Supplied material START
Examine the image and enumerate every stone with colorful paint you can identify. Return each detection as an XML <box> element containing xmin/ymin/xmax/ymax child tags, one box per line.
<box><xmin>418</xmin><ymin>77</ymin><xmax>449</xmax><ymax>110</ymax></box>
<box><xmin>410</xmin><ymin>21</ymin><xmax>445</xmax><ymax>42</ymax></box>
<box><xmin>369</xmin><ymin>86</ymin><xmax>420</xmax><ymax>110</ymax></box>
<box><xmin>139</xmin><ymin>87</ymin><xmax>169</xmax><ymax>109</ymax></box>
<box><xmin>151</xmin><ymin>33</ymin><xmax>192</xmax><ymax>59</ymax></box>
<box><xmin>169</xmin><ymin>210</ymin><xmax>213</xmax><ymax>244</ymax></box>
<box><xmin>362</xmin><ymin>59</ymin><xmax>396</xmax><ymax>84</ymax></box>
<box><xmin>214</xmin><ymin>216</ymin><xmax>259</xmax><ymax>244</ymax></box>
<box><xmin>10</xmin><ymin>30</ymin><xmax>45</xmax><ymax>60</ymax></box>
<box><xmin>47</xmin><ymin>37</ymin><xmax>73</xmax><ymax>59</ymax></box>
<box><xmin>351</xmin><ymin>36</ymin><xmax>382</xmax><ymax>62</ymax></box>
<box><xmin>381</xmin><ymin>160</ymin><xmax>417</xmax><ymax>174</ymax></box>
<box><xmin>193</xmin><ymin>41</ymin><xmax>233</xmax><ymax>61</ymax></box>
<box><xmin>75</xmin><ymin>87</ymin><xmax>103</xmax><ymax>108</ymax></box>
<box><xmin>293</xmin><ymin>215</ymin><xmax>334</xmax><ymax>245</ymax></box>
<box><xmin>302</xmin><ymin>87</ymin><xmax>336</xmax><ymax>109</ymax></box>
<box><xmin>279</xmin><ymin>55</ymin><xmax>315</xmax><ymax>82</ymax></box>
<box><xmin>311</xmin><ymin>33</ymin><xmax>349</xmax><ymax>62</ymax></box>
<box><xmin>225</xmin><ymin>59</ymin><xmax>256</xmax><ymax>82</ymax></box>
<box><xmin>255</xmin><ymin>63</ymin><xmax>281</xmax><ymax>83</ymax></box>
Supplied material END
> _Work to complete_: What is needed is an exact copy of all the entries.

> _Exercise solution_:
Examine the image and enumerate every stone with colorful paint you can identify. Return each detection as an XML <box> element containing xmin/ymin/xmax/ymax child tags, one box per line.
<box><xmin>418</xmin><ymin>77</ymin><xmax>449</xmax><ymax>110</ymax></box>
<box><xmin>410</xmin><ymin>21</ymin><xmax>445</xmax><ymax>42</ymax></box>
<box><xmin>369</xmin><ymin>86</ymin><xmax>420</xmax><ymax>110</ymax></box>
<box><xmin>139</xmin><ymin>87</ymin><xmax>169</xmax><ymax>109</ymax></box>
<box><xmin>151</xmin><ymin>33</ymin><xmax>192</xmax><ymax>59</ymax></box>
<box><xmin>169</xmin><ymin>210</ymin><xmax>213</xmax><ymax>244</ymax></box>
<box><xmin>362</xmin><ymin>59</ymin><xmax>396</xmax><ymax>84</ymax></box>
<box><xmin>214</xmin><ymin>216</ymin><xmax>259</xmax><ymax>244</ymax></box>
<box><xmin>10</xmin><ymin>30</ymin><xmax>45</xmax><ymax>60</ymax></box>
<box><xmin>47</xmin><ymin>37</ymin><xmax>73</xmax><ymax>59</ymax></box>
<box><xmin>351</xmin><ymin>36</ymin><xmax>382</xmax><ymax>62</ymax></box>
<box><xmin>381</xmin><ymin>160</ymin><xmax>417</xmax><ymax>174</ymax></box>
<box><xmin>193</xmin><ymin>41</ymin><xmax>233</xmax><ymax>61</ymax></box>
<box><xmin>75</xmin><ymin>87</ymin><xmax>103</xmax><ymax>108</ymax></box>
<box><xmin>293</xmin><ymin>215</ymin><xmax>334</xmax><ymax>245</ymax></box>
<box><xmin>302</xmin><ymin>87</ymin><xmax>336</xmax><ymax>109</ymax></box>
<box><xmin>279</xmin><ymin>55</ymin><xmax>315</xmax><ymax>82</ymax></box>
<box><xmin>311</xmin><ymin>33</ymin><xmax>349</xmax><ymax>62</ymax></box>
<box><xmin>225</xmin><ymin>59</ymin><xmax>256</xmax><ymax>82</ymax></box>
<box><xmin>255</xmin><ymin>63</ymin><xmax>281</xmax><ymax>83</ymax></box>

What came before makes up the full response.